What you should do ▸ Look through the records below for the line with "Every instance of the car shadow" and the line with "Every instance of the damaged front quarter", then return those lines and all lines between, exactly.

Entries shown ▸
==*==
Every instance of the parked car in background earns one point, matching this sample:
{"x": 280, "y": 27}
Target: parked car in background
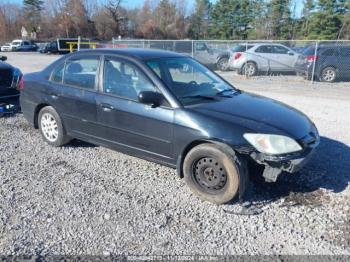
{"x": 264, "y": 57}
{"x": 10, "y": 80}
{"x": 235, "y": 52}
{"x": 6, "y": 47}
{"x": 42, "y": 47}
{"x": 23, "y": 46}
{"x": 210, "y": 57}
{"x": 61, "y": 46}
{"x": 168, "y": 108}
{"x": 329, "y": 63}
{"x": 299, "y": 49}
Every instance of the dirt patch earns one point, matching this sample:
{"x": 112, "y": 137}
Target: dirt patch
{"x": 315, "y": 198}
{"x": 340, "y": 233}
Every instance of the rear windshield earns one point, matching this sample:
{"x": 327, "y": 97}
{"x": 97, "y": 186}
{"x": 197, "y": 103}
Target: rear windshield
{"x": 241, "y": 48}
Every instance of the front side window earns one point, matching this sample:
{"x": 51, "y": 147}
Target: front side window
{"x": 81, "y": 72}
{"x": 124, "y": 79}
{"x": 201, "y": 47}
{"x": 190, "y": 81}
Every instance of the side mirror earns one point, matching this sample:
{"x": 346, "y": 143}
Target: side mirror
{"x": 150, "y": 98}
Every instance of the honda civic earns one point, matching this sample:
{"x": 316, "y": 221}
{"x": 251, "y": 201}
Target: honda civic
{"x": 168, "y": 108}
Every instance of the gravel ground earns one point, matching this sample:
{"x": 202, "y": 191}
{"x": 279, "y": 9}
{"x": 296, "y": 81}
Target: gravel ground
{"x": 87, "y": 200}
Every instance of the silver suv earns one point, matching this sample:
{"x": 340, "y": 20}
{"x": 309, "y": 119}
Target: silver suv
{"x": 263, "y": 58}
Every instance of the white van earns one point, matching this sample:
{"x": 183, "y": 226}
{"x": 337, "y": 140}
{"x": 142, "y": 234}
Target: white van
{"x": 21, "y": 45}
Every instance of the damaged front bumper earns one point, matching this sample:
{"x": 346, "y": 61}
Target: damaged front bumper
{"x": 291, "y": 163}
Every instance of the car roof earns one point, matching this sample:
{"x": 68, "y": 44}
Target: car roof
{"x": 138, "y": 53}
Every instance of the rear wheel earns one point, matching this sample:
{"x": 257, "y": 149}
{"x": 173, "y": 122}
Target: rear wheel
{"x": 222, "y": 64}
{"x": 51, "y": 127}
{"x": 212, "y": 173}
{"x": 249, "y": 69}
{"x": 328, "y": 74}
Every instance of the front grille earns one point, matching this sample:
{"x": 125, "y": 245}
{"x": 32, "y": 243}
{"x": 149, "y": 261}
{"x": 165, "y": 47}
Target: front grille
{"x": 311, "y": 139}
{"x": 6, "y": 77}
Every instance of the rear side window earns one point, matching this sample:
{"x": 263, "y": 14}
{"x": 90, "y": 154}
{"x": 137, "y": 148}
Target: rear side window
{"x": 81, "y": 72}
{"x": 280, "y": 49}
{"x": 57, "y": 74}
{"x": 241, "y": 48}
{"x": 264, "y": 49}
{"x": 345, "y": 52}
{"x": 124, "y": 79}
{"x": 329, "y": 52}
{"x": 309, "y": 51}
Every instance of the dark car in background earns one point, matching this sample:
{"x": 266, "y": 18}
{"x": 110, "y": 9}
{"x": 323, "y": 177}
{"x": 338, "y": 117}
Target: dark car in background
{"x": 199, "y": 50}
{"x": 10, "y": 83}
{"x": 170, "y": 109}
{"x": 328, "y": 63}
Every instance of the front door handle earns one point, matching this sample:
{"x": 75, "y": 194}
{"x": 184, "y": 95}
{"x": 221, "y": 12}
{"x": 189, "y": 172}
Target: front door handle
{"x": 54, "y": 96}
{"x": 107, "y": 107}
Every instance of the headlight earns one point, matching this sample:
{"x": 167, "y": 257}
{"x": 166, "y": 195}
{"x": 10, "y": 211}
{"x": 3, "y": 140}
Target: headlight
{"x": 272, "y": 144}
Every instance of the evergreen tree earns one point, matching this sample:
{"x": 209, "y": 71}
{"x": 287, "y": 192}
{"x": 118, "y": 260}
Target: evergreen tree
{"x": 325, "y": 22}
{"x": 32, "y": 10}
{"x": 231, "y": 19}
{"x": 198, "y": 27}
{"x": 280, "y": 19}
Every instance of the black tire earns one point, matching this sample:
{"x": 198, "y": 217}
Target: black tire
{"x": 249, "y": 69}
{"x": 328, "y": 74}
{"x": 212, "y": 173}
{"x": 222, "y": 64}
{"x": 52, "y": 130}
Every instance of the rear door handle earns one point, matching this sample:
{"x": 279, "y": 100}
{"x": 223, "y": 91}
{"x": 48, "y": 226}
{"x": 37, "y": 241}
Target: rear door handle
{"x": 54, "y": 96}
{"x": 107, "y": 107}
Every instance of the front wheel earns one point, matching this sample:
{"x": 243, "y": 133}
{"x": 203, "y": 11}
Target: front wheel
{"x": 51, "y": 127}
{"x": 222, "y": 64}
{"x": 211, "y": 173}
{"x": 249, "y": 69}
{"x": 328, "y": 74}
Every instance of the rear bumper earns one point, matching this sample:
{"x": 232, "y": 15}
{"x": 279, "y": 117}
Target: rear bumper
{"x": 28, "y": 110}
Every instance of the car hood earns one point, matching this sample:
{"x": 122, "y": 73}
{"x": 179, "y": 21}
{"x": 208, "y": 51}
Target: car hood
{"x": 259, "y": 114}
{"x": 4, "y": 65}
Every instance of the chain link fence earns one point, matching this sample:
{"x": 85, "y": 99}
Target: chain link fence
{"x": 321, "y": 61}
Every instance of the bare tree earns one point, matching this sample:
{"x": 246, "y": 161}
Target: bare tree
{"x": 115, "y": 10}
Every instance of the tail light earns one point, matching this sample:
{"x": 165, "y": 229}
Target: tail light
{"x": 237, "y": 56}
{"x": 21, "y": 83}
{"x": 311, "y": 58}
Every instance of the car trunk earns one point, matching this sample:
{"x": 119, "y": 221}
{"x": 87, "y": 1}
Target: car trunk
{"x": 7, "y": 88}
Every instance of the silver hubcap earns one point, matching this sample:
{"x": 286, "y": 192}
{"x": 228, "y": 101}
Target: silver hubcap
{"x": 328, "y": 75}
{"x": 249, "y": 69}
{"x": 49, "y": 127}
{"x": 223, "y": 64}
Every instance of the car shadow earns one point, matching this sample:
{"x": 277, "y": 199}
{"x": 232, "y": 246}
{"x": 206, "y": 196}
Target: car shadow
{"x": 75, "y": 143}
{"x": 329, "y": 169}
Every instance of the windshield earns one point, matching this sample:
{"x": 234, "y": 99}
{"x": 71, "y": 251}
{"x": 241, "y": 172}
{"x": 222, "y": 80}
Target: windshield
{"x": 190, "y": 81}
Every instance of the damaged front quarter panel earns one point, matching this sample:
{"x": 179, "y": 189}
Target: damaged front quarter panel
{"x": 275, "y": 165}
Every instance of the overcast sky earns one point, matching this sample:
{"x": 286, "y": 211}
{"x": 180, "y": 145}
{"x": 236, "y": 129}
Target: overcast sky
{"x": 138, "y": 3}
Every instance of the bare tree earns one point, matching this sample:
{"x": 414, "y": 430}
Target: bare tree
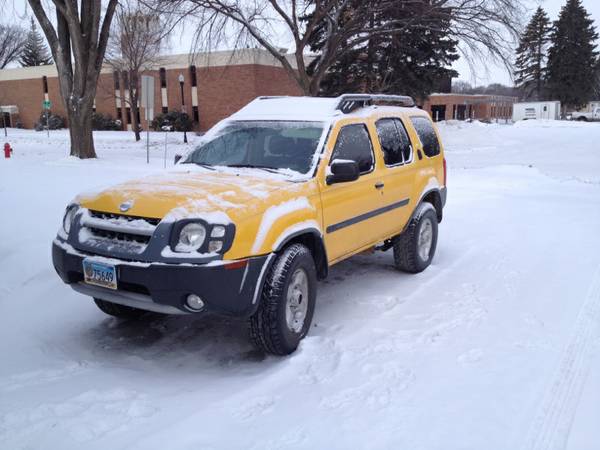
{"x": 485, "y": 28}
{"x": 134, "y": 47}
{"x": 78, "y": 43}
{"x": 12, "y": 39}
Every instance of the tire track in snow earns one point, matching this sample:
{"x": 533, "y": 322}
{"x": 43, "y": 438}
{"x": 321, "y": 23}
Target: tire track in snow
{"x": 550, "y": 431}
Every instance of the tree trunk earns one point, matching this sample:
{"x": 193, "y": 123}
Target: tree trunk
{"x": 134, "y": 122}
{"x": 80, "y": 131}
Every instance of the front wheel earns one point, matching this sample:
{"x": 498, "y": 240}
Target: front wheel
{"x": 415, "y": 247}
{"x": 287, "y": 303}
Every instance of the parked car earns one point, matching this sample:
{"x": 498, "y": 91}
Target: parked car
{"x": 592, "y": 116}
{"x": 247, "y": 222}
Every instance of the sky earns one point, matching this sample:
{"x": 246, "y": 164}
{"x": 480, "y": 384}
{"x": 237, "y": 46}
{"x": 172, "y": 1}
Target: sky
{"x": 482, "y": 73}
{"x": 498, "y": 74}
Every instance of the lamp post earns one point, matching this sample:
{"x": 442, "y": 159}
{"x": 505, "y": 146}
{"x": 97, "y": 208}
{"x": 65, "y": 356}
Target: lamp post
{"x": 181, "y": 80}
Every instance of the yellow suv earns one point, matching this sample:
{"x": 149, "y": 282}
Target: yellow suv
{"x": 247, "y": 222}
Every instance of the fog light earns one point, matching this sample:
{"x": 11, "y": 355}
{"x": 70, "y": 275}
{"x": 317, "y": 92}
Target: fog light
{"x": 215, "y": 246}
{"x": 194, "y": 302}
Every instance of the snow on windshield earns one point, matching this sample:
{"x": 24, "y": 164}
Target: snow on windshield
{"x": 269, "y": 145}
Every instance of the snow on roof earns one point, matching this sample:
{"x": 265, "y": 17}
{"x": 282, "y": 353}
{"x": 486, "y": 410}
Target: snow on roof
{"x": 302, "y": 108}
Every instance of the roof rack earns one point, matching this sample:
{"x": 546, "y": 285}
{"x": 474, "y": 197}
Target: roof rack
{"x": 350, "y": 102}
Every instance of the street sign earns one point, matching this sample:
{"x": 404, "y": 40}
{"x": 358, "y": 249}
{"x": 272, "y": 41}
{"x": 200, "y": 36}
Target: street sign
{"x": 148, "y": 97}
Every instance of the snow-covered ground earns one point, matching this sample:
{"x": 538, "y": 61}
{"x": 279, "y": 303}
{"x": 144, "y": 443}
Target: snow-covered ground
{"x": 495, "y": 346}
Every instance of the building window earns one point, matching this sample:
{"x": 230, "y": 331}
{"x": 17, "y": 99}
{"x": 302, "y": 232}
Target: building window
{"x": 193, "y": 75}
{"x": 163, "y": 77}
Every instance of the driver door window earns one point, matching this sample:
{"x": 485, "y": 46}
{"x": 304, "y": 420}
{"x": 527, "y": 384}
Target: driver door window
{"x": 348, "y": 208}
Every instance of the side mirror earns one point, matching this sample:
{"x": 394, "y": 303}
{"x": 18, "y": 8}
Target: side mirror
{"x": 342, "y": 171}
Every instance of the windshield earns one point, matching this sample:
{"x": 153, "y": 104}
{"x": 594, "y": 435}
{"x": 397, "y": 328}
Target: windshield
{"x": 269, "y": 145}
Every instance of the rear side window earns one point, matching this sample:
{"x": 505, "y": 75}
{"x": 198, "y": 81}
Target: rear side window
{"x": 394, "y": 141}
{"x": 431, "y": 145}
{"x": 354, "y": 143}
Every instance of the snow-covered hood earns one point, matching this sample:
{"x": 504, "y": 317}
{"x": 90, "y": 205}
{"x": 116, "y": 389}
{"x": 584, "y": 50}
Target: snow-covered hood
{"x": 191, "y": 193}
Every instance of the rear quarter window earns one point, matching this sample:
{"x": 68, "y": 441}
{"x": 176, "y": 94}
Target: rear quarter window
{"x": 354, "y": 143}
{"x": 426, "y": 133}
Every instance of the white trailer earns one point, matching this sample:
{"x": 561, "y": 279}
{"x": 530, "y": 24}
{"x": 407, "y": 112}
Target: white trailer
{"x": 536, "y": 110}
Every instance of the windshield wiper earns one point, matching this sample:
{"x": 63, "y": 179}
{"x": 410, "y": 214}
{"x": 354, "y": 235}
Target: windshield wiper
{"x": 206, "y": 166}
{"x": 252, "y": 166}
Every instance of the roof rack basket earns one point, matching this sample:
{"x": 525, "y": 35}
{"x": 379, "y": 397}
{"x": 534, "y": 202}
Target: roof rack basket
{"x": 350, "y": 102}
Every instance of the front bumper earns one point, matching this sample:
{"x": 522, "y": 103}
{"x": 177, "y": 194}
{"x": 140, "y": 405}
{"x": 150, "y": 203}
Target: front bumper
{"x": 225, "y": 289}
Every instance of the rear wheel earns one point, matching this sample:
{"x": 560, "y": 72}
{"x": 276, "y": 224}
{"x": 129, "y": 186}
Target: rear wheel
{"x": 121, "y": 311}
{"x": 287, "y": 303}
{"x": 415, "y": 247}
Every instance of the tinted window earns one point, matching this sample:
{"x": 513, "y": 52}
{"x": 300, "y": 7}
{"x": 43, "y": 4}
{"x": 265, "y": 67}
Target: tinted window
{"x": 353, "y": 143}
{"x": 431, "y": 145}
{"x": 394, "y": 142}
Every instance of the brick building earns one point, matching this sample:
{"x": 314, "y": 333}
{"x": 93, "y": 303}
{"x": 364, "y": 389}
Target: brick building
{"x": 463, "y": 107}
{"x": 215, "y": 86}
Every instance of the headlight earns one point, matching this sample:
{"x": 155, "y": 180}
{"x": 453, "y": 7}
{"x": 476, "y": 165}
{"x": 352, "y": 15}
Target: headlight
{"x": 191, "y": 237}
{"x": 68, "y": 219}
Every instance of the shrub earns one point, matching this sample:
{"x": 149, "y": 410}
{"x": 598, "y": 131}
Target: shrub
{"x": 105, "y": 122}
{"x": 54, "y": 121}
{"x": 172, "y": 121}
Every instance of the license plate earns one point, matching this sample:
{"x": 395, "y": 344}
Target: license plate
{"x": 100, "y": 274}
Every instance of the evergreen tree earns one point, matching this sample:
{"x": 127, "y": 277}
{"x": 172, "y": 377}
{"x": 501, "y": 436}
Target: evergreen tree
{"x": 409, "y": 62}
{"x": 531, "y": 56}
{"x": 35, "y": 52}
{"x": 572, "y": 58}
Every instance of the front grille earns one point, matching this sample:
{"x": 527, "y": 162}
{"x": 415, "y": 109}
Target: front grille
{"x": 117, "y": 236}
{"x": 129, "y": 233}
{"x": 106, "y": 216}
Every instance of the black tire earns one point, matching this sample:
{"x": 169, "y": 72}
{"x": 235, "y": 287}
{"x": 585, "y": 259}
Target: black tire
{"x": 406, "y": 245}
{"x": 269, "y": 328}
{"x": 121, "y": 311}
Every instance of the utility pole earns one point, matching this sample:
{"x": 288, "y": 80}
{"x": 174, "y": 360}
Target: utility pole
{"x": 181, "y": 80}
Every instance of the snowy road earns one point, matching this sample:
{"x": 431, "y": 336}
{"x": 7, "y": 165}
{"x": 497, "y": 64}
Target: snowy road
{"x": 495, "y": 346}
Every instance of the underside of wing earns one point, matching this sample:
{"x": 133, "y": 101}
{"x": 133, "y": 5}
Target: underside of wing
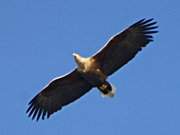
{"x": 125, "y": 45}
{"x": 58, "y": 93}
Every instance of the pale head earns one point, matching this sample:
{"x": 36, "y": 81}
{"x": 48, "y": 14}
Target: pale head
{"x": 79, "y": 60}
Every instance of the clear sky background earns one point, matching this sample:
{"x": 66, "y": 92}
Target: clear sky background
{"x": 37, "y": 38}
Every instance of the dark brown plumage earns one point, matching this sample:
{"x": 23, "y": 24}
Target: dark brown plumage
{"x": 118, "y": 51}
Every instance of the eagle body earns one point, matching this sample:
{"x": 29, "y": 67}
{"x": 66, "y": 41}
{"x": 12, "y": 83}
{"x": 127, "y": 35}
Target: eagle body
{"x": 92, "y": 72}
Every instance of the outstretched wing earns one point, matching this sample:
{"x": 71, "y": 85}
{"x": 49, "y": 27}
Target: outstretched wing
{"x": 125, "y": 45}
{"x": 57, "y": 94}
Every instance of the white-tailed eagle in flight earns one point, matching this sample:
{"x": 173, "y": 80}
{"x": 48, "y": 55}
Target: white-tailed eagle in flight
{"x": 93, "y": 71}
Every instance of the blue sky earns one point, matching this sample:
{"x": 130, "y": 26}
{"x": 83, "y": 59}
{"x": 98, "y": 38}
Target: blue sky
{"x": 37, "y": 38}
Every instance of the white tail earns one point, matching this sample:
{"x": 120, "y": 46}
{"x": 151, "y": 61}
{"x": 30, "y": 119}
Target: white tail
{"x": 111, "y": 93}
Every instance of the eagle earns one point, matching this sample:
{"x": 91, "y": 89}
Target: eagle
{"x": 93, "y": 72}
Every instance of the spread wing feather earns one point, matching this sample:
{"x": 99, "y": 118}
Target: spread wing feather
{"x": 125, "y": 45}
{"x": 58, "y": 93}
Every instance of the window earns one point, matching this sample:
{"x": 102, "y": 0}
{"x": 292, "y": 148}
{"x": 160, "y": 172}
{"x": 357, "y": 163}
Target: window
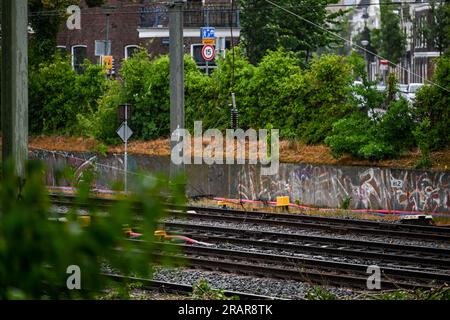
{"x": 61, "y": 49}
{"x": 102, "y": 48}
{"x": 79, "y": 53}
{"x": 130, "y": 51}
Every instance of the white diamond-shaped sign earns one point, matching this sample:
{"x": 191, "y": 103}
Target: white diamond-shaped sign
{"x": 124, "y": 132}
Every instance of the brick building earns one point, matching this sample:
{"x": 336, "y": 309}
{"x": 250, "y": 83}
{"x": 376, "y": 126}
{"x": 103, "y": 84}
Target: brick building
{"x": 122, "y": 26}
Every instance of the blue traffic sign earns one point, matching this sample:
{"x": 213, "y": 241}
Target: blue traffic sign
{"x": 208, "y": 33}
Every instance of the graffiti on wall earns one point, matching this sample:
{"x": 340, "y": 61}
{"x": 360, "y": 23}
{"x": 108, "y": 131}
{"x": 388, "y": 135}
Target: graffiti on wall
{"x": 368, "y": 188}
{"x": 324, "y": 186}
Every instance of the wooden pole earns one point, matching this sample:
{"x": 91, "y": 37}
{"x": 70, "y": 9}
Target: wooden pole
{"x": 14, "y": 98}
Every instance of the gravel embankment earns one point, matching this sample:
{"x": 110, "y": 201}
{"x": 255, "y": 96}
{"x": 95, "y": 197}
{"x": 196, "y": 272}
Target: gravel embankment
{"x": 286, "y": 289}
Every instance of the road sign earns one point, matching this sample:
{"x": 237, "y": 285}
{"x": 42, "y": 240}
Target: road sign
{"x": 121, "y": 112}
{"x": 124, "y": 132}
{"x": 384, "y": 65}
{"x": 208, "y": 35}
{"x": 209, "y": 41}
{"x": 107, "y": 62}
{"x": 208, "y": 52}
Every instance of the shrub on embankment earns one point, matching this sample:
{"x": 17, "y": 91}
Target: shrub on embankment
{"x": 314, "y": 103}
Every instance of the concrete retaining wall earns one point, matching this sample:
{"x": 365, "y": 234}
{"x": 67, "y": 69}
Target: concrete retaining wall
{"x": 328, "y": 186}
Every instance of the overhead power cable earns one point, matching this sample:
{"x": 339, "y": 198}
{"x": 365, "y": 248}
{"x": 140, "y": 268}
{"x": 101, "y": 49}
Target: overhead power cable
{"x": 352, "y": 44}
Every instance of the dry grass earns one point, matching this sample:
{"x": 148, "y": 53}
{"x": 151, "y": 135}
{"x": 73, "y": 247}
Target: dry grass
{"x": 290, "y": 151}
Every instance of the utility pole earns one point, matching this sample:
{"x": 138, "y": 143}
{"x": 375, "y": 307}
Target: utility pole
{"x": 176, "y": 75}
{"x": 15, "y": 84}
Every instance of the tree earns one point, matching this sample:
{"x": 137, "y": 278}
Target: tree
{"x": 437, "y": 30}
{"x": 432, "y": 104}
{"x": 390, "y": 40}
{"x": 265, "y": 27}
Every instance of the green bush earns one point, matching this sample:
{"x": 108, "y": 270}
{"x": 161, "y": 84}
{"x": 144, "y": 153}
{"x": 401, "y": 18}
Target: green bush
{"x": 325, "y": 97}
{"x": 57, "y": 94}
{"x": 433, "y": 101}
{"x": 103, "y": 123}
{"x": 363, "y": 138}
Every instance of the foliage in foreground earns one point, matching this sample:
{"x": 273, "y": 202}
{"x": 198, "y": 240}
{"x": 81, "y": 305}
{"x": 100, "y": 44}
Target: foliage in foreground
{"x": 35, "y": 250}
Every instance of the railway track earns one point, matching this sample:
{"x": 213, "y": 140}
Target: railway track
{"x": 404, "y": 255}
{"x": 301, "y": 269}
{"x": 417, "y": 266}
{"x": 297, "y": 221}
{"x": 322, "y": 223}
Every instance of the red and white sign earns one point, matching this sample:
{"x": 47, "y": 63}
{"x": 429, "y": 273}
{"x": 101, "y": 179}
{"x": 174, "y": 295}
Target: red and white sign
{"x": 208, "y": 52}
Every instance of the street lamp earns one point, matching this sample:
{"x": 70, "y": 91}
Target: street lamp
{"x": 365, "y": 43}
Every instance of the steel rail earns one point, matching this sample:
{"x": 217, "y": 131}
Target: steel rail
{"x": 296, "y": 268}
{"x": 329, "y": 245}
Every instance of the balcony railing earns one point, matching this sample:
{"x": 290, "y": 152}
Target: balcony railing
{"x": 157, "y": 17}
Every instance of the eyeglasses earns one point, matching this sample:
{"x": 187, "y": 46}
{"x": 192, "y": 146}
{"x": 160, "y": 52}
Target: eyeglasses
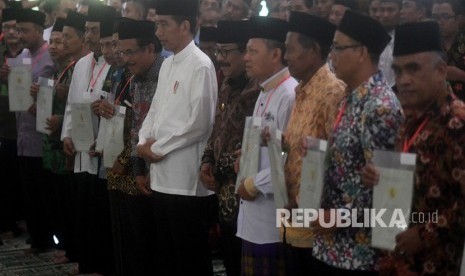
==*==
Response box ▸
Every instance of the car shadow earns one point, matching this sample:
{"x": 277, "y": 199}
{"x": 232, "y": 246}
{"x": 206, "y": 196}
Target: car shadow
{"x": 75, "y": 143}
{"x": 329, "y": 169}
Every instance of the windshield earns one point, matching this sample:
{"x": 234, "y": 99}
{"x": 71, "y": 251}
{"x": 241, "y": 172}
{"x": 222, "y": 80}
Target: windshield
{"x": 190, "y": 81}
Every instance of the damaged front quarter panel earns one point, matching this sample:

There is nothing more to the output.